## What is required
Repeat verbatim the lines of the data below, beginning with the line containing "tail feather shown in this photo?" and continuing to the end.
····················
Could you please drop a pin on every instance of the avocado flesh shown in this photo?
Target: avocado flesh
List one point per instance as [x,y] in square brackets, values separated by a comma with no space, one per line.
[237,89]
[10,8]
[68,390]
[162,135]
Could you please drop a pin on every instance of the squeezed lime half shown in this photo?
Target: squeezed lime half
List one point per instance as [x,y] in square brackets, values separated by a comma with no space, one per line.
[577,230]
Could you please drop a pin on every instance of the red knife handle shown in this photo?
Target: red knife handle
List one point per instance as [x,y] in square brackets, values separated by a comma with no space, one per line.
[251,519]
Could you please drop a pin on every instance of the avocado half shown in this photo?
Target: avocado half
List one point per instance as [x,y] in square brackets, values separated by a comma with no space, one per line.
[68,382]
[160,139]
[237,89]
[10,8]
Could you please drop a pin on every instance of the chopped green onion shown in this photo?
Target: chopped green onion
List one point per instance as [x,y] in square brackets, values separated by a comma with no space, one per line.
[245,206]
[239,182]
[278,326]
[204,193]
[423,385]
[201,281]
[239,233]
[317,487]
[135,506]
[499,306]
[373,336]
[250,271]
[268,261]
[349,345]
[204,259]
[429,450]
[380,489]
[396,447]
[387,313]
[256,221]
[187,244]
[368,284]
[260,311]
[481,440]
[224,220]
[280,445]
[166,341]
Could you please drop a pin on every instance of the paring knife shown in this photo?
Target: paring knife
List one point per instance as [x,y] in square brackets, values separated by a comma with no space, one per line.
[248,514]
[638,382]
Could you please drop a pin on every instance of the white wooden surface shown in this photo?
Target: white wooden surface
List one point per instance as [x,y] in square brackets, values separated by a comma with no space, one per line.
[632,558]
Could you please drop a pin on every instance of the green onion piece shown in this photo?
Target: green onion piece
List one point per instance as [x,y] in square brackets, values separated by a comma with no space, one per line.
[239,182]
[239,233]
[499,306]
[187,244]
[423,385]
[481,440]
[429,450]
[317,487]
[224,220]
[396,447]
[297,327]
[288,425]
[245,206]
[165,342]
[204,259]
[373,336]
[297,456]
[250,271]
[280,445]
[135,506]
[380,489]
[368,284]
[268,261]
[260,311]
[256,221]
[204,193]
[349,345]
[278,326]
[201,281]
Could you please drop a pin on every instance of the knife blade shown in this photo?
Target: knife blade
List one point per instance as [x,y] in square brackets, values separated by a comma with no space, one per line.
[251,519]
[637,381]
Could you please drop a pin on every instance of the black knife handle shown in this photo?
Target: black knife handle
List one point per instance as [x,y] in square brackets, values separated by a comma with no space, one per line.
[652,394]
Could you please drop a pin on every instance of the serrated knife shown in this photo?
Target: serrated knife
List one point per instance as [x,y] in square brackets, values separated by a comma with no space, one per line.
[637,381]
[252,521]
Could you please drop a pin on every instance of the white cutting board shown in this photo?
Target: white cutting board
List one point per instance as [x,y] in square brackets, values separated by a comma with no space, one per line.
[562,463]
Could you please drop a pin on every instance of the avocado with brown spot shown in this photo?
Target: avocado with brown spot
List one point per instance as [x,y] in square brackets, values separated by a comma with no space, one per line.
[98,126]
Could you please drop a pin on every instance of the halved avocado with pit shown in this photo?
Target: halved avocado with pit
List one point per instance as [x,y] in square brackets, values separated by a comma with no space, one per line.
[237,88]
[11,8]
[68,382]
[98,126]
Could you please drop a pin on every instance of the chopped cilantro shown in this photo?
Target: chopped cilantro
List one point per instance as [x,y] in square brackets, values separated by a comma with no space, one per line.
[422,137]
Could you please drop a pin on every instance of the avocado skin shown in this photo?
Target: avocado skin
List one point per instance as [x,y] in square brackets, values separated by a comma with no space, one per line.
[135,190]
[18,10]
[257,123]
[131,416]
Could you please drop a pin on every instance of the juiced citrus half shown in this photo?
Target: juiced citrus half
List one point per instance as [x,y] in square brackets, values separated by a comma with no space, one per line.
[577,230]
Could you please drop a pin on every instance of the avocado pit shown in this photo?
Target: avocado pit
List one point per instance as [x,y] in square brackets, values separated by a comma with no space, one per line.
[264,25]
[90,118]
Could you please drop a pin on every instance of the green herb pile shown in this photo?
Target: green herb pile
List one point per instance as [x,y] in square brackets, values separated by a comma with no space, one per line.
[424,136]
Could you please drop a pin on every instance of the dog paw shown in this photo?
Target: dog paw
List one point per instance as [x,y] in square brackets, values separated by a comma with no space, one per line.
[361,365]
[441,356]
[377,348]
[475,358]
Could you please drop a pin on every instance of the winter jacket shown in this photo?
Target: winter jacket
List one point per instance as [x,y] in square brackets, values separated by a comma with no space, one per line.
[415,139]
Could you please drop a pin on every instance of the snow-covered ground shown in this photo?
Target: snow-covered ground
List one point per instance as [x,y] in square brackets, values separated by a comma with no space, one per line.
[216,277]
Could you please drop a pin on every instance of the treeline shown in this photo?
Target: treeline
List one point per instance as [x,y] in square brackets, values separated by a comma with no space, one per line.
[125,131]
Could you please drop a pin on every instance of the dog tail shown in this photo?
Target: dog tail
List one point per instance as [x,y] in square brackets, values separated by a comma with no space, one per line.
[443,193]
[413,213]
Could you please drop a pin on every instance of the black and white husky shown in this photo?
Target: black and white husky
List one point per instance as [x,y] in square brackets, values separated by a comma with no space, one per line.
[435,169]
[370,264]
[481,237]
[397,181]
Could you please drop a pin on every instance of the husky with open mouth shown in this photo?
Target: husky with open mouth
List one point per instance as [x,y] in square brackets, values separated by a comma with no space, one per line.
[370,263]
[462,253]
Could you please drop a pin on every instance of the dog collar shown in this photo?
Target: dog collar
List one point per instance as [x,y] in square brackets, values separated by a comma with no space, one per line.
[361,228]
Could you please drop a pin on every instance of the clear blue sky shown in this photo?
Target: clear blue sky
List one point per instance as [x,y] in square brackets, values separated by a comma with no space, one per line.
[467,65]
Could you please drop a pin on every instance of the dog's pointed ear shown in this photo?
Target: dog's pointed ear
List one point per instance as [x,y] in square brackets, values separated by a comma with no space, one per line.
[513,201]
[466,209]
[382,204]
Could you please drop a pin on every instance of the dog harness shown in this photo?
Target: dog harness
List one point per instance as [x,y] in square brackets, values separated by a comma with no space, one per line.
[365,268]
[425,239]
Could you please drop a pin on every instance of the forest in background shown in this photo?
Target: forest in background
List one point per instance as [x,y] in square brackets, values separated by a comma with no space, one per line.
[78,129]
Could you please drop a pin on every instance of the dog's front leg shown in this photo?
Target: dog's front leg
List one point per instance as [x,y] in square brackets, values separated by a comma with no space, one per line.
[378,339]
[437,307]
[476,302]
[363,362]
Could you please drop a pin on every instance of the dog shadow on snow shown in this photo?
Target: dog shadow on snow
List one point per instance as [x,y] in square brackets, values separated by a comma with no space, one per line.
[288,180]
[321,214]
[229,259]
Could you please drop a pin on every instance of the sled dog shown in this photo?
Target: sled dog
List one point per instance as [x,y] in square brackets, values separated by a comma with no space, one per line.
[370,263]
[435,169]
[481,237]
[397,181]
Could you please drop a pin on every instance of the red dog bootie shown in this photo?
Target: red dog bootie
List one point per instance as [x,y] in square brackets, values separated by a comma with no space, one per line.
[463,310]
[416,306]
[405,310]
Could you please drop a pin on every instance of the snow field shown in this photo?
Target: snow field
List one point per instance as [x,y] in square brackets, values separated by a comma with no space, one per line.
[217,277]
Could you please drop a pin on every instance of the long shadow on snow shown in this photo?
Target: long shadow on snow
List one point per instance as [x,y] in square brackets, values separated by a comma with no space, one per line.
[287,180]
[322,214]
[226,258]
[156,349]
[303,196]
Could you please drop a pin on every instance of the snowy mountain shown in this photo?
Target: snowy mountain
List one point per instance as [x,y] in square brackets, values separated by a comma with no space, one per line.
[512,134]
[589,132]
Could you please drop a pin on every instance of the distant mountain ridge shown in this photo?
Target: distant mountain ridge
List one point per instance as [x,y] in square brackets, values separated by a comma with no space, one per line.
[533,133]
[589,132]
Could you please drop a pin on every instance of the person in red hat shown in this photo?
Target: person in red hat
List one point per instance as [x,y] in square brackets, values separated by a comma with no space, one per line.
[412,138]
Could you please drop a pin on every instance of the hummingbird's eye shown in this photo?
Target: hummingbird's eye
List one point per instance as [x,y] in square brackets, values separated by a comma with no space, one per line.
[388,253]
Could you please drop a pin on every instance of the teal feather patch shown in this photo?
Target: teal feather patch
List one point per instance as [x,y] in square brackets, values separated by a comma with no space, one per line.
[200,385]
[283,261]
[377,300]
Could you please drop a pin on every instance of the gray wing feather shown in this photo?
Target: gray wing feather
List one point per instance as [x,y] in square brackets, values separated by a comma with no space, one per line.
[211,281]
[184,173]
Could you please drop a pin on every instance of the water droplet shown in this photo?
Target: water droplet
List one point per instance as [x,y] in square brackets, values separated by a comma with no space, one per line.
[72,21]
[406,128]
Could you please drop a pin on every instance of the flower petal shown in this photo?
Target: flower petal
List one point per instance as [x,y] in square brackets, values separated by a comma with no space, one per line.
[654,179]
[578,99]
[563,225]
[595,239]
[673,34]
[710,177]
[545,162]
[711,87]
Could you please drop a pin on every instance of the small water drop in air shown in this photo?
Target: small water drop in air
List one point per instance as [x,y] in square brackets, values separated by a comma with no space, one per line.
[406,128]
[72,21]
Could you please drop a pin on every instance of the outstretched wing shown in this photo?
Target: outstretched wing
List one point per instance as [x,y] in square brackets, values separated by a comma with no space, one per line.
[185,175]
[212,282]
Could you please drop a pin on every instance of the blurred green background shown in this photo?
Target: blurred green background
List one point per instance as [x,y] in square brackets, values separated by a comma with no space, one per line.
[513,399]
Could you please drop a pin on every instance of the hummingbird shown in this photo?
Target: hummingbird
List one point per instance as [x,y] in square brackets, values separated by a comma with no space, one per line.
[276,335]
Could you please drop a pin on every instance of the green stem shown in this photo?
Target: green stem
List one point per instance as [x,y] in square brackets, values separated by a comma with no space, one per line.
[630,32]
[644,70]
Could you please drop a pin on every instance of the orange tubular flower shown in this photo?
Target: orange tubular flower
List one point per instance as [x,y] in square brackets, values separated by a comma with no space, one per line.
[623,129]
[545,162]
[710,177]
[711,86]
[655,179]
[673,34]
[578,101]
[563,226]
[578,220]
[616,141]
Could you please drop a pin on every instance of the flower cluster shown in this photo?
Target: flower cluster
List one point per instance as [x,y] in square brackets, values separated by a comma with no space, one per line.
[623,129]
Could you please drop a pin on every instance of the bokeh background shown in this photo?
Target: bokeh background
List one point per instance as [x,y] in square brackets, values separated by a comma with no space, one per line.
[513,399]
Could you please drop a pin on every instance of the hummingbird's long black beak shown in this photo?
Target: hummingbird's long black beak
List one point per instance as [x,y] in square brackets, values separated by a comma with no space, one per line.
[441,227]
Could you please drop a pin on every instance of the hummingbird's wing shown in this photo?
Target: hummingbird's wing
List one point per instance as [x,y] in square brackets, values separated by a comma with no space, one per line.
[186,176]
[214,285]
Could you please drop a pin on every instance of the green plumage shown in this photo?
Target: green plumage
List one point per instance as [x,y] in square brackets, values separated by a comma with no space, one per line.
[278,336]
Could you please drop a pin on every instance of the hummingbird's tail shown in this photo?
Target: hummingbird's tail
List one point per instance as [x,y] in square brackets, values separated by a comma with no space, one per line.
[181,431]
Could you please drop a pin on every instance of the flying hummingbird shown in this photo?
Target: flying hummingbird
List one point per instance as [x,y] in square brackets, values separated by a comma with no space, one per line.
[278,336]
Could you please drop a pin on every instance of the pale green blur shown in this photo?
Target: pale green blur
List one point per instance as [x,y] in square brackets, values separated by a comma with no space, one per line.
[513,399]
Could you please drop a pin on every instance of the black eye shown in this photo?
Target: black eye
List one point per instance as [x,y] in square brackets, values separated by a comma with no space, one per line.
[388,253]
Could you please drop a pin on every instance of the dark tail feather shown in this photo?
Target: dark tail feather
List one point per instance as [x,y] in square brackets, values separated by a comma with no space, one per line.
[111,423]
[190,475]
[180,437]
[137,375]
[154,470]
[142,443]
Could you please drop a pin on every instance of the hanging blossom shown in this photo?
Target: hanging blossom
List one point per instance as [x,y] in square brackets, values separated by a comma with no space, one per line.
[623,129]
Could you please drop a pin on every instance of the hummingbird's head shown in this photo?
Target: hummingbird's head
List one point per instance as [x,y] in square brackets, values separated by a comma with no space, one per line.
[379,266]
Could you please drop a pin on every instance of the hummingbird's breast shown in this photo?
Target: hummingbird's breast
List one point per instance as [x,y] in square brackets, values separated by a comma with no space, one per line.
····················
## Expected output
Could you please drop a pin on every instance of the dark tail feather shown in this photo?
Target: dark tail feather
List one point per instance as [x,y] in square brackets, values separated by a comma with no space, one per line.
[111,423]
[190,475]
[180,437]
[137,375]
[154,470]
[142,443]
Could you please drop a pin on every instance of the hanging blossom shown in this photo?
Target: hanging blossom
List one point per instance as [x,y] in square brackets, values separated by a comma with no space, one per line.
[623,129]
Could you please drop a pin on every instance of the hummingbird's head shown in this photo?
Target: hummingbird's head
List one point per instance as [x,y] in square brackets, values separated by a comma with no space, one per line.
[379,266]
Could you please drop a pin on every instance of the hummingbird's breast shown in this photo?
Target: hummingbird's breast
List one point per instance as [x,y] in square brackets, values separated by a comma with no space, one per line.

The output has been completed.